* begin Data provided *

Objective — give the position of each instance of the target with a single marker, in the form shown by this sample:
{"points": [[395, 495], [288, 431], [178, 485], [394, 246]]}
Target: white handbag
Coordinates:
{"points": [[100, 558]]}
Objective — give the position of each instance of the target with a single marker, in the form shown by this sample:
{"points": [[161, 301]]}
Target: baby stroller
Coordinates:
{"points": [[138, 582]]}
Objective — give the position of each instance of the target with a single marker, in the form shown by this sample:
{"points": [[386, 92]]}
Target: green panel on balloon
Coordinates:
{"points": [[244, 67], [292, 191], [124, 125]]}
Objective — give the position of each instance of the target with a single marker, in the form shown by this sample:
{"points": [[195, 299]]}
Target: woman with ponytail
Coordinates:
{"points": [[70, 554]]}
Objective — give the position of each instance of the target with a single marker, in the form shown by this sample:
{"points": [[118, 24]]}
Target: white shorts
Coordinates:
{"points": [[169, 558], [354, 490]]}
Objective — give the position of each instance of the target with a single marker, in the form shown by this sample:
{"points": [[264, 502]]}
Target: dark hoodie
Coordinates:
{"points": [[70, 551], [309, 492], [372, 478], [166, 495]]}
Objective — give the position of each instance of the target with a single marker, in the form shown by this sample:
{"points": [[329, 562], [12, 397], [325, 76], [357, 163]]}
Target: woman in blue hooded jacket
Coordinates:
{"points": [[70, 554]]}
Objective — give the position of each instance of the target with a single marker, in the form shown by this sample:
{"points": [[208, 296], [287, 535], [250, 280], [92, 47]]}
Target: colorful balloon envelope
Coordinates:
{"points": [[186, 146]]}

* end Data provided *

## Your instructions
Return all the data above once more, precisely as given.

## Task response
Objective — give the position of each instance of the target with a single marker, in the form shown by this sample:
{"points": [[395, 495], [288, 431], [178, 485], [394, 246]]}
Target: white handbag
Coordinates:
{"points": [[100, 558]]}
Objective — give the position of each instance of the target with a single marker, in the form shown by this sample:
{"points": [[161, 301]]}
Target: baby stroller
Coordinates:
{"points": [[138, 582]]}
Objective — give the position of each instance of the target with a single marker, in the form shown by this sample:
{"points": [[386, 92]]}
Target: green panel on balloon
Coordinates:
{"points": [[244, 67], [292, 191], [124, 125]]}
Objective — give the position of each instance of the target with a single marker, in the form shown by this sample:
{"points": [[195, 299]]}
Target: woman with ponytail
Coordinates:
{"points": [[70, 554]]}
Objective — give the position of each instance of the target with a single marker, in the form shown by this sample:
{"points": [[118, 24]]}
Target: white shorts
Coordinates:
{"points": [[169, 558], [354, 490]]}
Objective — give the position of each instance of the target with a single marker, in the form shown by this sample:
{"points": [[264, 502]]}
Target: dark hoodie
Coordinates:
{"points": [[70, 551], [309, 492], [372, 478], [166, 495]]}
Objective — give the position of each instance of the target with a single marker, in the form shown by this sample:
{"points": [[329, 562], [12, 397], [325, 76], [357, 163]]}
Target: woman in blue hooded jacket
Coordinates:
{"points": [[70, 554]]}
Objective — give the position of each instance of the target with a single marker, in the form shown by this sample:
{"points": [[208, 296], [287, 535], [250, 280], [92, 47]]}
Target: colorful balloon envelope
Coordinates:
{"points": [[186, 146]]}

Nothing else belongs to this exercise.